**Directive**
Could you express every line of the records below as a Markdown table with two columns, Number for the row number and Entry for the line, leaving out blank lines and the pictures?

=== Data provided ===

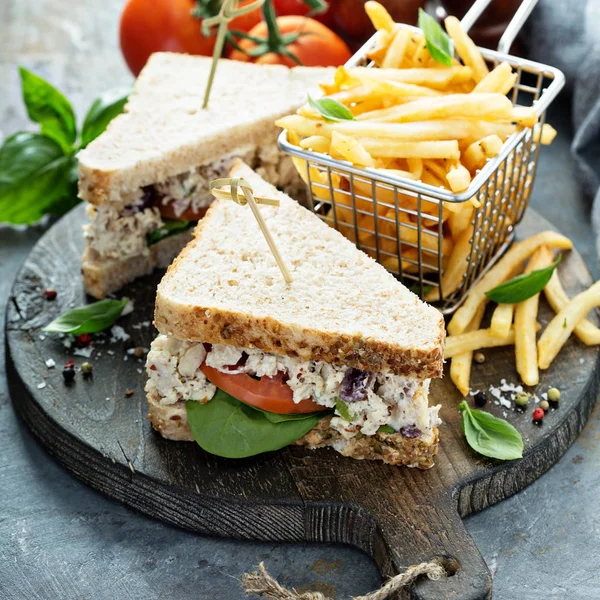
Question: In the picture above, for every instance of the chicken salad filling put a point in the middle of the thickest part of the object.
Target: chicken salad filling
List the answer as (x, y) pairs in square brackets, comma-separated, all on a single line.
[(359, 401), (127, 229)]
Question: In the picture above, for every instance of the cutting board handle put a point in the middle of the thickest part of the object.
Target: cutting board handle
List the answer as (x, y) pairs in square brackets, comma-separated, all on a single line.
[(422, 530)]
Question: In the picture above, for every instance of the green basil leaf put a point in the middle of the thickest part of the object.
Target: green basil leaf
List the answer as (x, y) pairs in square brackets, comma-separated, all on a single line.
[(90, 318), (168, 228), (523, 286), (34, 177), (48, 107), (386, 429), (343, 410), (439, 43), (316, 7), (102, 111), (331, 109), (489, 435), (227, 427)]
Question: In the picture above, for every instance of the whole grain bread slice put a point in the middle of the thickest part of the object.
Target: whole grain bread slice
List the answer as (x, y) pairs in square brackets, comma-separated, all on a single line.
[(164, 130), (341, 307)]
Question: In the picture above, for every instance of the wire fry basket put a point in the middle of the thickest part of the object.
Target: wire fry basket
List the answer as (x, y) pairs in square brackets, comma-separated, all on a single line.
[(400, 222)]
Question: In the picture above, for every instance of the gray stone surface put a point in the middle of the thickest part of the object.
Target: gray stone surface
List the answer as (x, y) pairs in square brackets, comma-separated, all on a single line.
[(58, 539)]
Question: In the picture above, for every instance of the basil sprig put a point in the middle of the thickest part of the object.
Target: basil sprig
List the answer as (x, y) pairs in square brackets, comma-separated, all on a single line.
[(523, 286), (38, 170), (330, 109), (229, 428), (168, 228), (439, 43), (88, 319), (489, 435)]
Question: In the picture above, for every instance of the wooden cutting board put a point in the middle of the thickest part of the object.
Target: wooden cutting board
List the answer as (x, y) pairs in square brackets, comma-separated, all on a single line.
[(399, 516)]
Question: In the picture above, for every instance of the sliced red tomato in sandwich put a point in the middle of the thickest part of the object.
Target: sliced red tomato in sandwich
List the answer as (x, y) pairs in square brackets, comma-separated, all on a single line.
[(268, 393)]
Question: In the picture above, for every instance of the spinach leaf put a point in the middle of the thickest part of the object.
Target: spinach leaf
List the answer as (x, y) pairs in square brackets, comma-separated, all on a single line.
[(227, 427), (88, 319), (523, 286), (330, 109), (103, 110), (168, 228), (33, 177), (439, 43), (489, 435), (48, 107)]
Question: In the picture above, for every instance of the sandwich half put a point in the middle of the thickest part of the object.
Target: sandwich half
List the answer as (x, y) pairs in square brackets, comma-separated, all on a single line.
[(146, 177), (244, 362)]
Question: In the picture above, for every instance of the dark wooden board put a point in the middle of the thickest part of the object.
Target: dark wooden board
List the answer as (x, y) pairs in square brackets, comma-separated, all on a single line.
[(399, 516)]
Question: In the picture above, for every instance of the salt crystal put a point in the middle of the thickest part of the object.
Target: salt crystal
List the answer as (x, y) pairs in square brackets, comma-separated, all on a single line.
[(85, 352), (118, 334)]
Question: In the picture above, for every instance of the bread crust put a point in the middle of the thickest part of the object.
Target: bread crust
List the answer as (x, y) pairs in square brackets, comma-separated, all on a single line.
[(105, 276), (392, 448)]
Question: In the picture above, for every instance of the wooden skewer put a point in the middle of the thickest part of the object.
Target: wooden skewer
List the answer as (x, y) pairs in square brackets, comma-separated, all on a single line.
[(233, 194)]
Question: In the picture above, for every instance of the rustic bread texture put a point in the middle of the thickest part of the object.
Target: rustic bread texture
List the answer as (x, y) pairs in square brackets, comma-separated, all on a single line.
[(165, 131), (103, 276), (171, 422), (342, 307)]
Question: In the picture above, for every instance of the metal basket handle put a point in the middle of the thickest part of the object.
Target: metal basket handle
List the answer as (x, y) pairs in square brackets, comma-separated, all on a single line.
[(513, 28)]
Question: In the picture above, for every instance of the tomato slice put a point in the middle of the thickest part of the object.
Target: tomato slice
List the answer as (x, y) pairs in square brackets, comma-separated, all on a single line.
[(189, 214), (268, 393)]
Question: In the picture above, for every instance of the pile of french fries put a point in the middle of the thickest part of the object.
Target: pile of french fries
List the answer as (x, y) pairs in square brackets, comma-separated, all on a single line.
[(419, 120), (516, 324)]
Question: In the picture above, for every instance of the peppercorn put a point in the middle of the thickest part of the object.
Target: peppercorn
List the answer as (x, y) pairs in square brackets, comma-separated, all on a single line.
[(480, 399), (522, 399), (83, 339), (87, 369), (554, 395), (69, 374), (537, 415)]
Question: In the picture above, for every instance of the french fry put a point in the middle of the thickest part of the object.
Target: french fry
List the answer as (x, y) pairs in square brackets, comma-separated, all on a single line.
[(379, 16), (502, 318), (500, 80), (466, 48), (525, 320), (524, 115), (459, 221), (585, 330), (560, 328), (396, 50), (436, 78), (460, 367), (475, 106), (436, 149), (500, 272), (316, 143)]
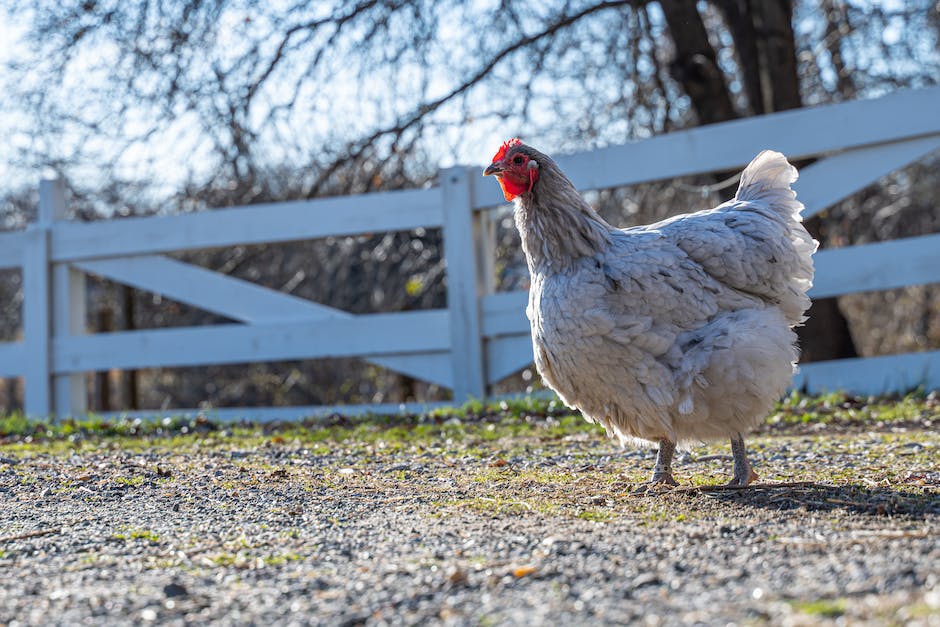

===

**Answer to this exercise**
| Number | Entry |
|---|---|
| 1 | Question: In the picture above, for every instance of the chicken salad filling put a point in the middle of the thickest part of the object. |
| 2 | Target: chicken salad filling |
| 3 | List the answer as (x, y) pairs in square brackets, comma-separated, all on a single line. |
| 4 | [(359, 401), (127, 229)] |
| 5 | Question: In the picture above, for every instance of the cutting board handle put a point in the middle of the thickest part of the object. |
| 6 | Target: cutting board handle |
| 7 | List the answer as (x, y) pairs in square brackets, comma-separated, all on a single line. |
| 8 | [(422, 530)] |
| 9 | Question: In the picture above, for every instance of the green basil leaf put a point in the middle of the thickest part of the object. |
| 10 | Target: green basil leaf |
| 11 | List the answer as (x, y) pairs in square brackets, comma-separated, all on a single line. |
| 12 | [(90, 318), (168, 228), (523, 286), (34, 177), (48, 107), (386, 429), (343, 410), (439, 43), (316, 7), (102, 111), (331, 109), (489, 435), (227, 427)] |
| 13 | Question: In the picture above, for every instance of the whole grain bread slice put a point in the middle of the thickest part of the object. |
| 14 | Target: whole grain bread slice |
| 15 | List the answer as (x, y) pairs in square brackets, comma-separated, all on a single line. |
| 16 | [(164, 130), (341, 307)] |
| 17 | Question: In the picture above, for every instance of the wire fry basket put a point in the middle of the thickest part of the object. |
| 18 | Target: wire fry basket |
| 19 | List the answer as (x, y) pairs in square brackets, comma-separated, all on a single line. |
| 20 | [(400, 222)] |
| 21 | Question: In the picture above, for every instance of the gray stone surface put a point in the middle of the thickest part of the object. |
| 22 | Target: gray stone surface |
| 23 | List the answer as (x, y) pairs in square brackets, comma-separated, all on a single line. |
| 24 | [(58, 539)] |
| 25 | Question: In the picture above, for every instance of the basil sprig put a point in the middle of the thickest part of the object. |
| 26 | Target: basil sprig |
| 27 | List the answer as (x, y) pairs in square brackets, comma-separated, all on a single line. |
| 28 | [(523, 286), (38, 170), (330, 109), (229, 428), (168, 228), (439, 43), (88, 319), (489, 435)] |
| 29 | Question: In the picture above, for every instance of the wooden cutting board put a point in the middle of the thickest part of the object. |
| 30 | Target: wooden cutting board |
| 31 | List the answer as (x, y) pairs in square brackets, comma-separated, all on a single line. |
| 32 | [(399, 516)] |
| 33 | Question: In the picture above, for every instance of the sliced red tomato in sandwich put a point in the middle of the thickest part of the object. |
| 34 | Target: sliced red tomato in sandwich |
| 35 | List the answer as (x, y) pairs in square brackets, comma-separated, all on a single line. |
| 36 | [(268, 393)] |
| 37 | Question: In the picture above, for every instance of the spinach leaf put a point in the middle of the thickest part of the object. |
| 38 | Target: spinach leaf |
| 39 | List the answer as (x, y) pairs in square brackets, comma-separated, all on a single line. |
| 40 | [(227, 427), (88, 319), (523, 286), (330, 109), (103, 110), (168, 228), (33, 177), (439, 43), (489, 435), (48, 107)] |
| 41 | Question: In the picture above, for every instance of the sandwich half put a point in the middle of the thickest part of the object. |
| 42 | Target: sandwich half |
| 43 | List the answer as (x, y) pairs in square brackets, comma-separated, all on a single line. |
| 44 | [(146, 177), (244, 362)] |
| 45 | Question: In the picture above, for every instance of the dark wooden board put a point in the middle of the thickest part of the object. |
| 46 | Target: dark wooden board |
| 47 | List the answer as (x, y) pairs in square brackets, comma-separated, all on a single line. |
| 48 | [(399, 516)] |
| 49 | Question: In the picture above, for every instance of the salt crystal put a point in the middle of the thickest part of the object. |
| 50 | Target: salt crystal |
| 51 | List the answer as (x, y) pairs in square brackets, comma-separated, all on a single line. |
| 52 | [(85, 352), (118, 334)] |
| 53 | Question: In the picture above, for every instance of the bread crust put a point in the middle of the thickest part of the object. |
| 54 | Target: bread crust |
| 55 | List the answer as (x, y) pairs in square brackets, comma-separated, all on a single line. |
| 56 | [(105, 276), (392, 448)] |
| 57 | Question: In the picture above, for every instance of the wooden skewer put a point in the middle of the thickest part of the object. |
| 58 | Target: wooden skewer |
| 59 | List the answer as (x, y) pairs in square brackets, comma-separated, all on a single line. |
| 60 | [(233, 194)] |
| 61 | Question: In the picture above, for every instance of the rustic bread texture put a point in the middle of the thickest part of the object. |
| 62 | Target: rustic bread texture |
| 63 | List the answer as (x, y) pairs in square brackets, comma-separated, all on a single line. |
| 64 | [(165, 131), (103, 276), (171, 422), (342, 307)] |
| 65 | Question: In the picture above, for every instance of the metal basket handle put a point in the middle of the thickest part of the object. |
| 66 | Target: metal basket handle |
| 67 | List the answer as (x, y) pairs in square brackets, comma-separated, all on a single line. |
| 68 | [(513, 28)] |
| 69 | Question: In the picture above, for every instance of the tomato slice put a point in the middle of the thickest part of the object. |
| 70 | Target: tomato slice |
| 71 | List the answer as (x, y) pairs in square brackets, comma-separated, all on a single line. |
| 72 | [(189, 214), (268, 393)] |
| 73 | Question: In the picture above, for every instance of the pile of french fries put a point in the middle of the thickest part of the object. |
| 74 | Target: pile of french fries |
| 75 | List the answer as (x, y) pairs in square brackets, comma-separated, all on a single line. |
| 76 | [(419, 120), (516, 324)] |
| 77 | Question: In the picture above, for every instance of the peppercorn put a point in the middle of the thickest part of the object. |
| 78 | Target: peppercorn |
| 79 | List the answer as (x, y) pairs in square brackets, comma-separated, all on a single line. |
| 80 | [(480, 399), (522, 399), (83, 339), (87, 369), (554, 395), (69, 374), (537, 415)] |
| 81 | Question: In the picture above, for every instance of the french fry put a point in the middle of the thickest part of the object. |
| 82 | Target: french fry |
| 83 | List the answer as (x, y) pairs in square brackets, comma-separated, all on a single line. |
| 84 | [(379, 16), (502, 318), (500, 80), (466, 48), (525, 320), (524, 115), (459, 221), (585, 330), (560, 328), (396, 50), (436, 78), (460, 367), (475, 106), (436, 149), (500, 272), (316, 143)] |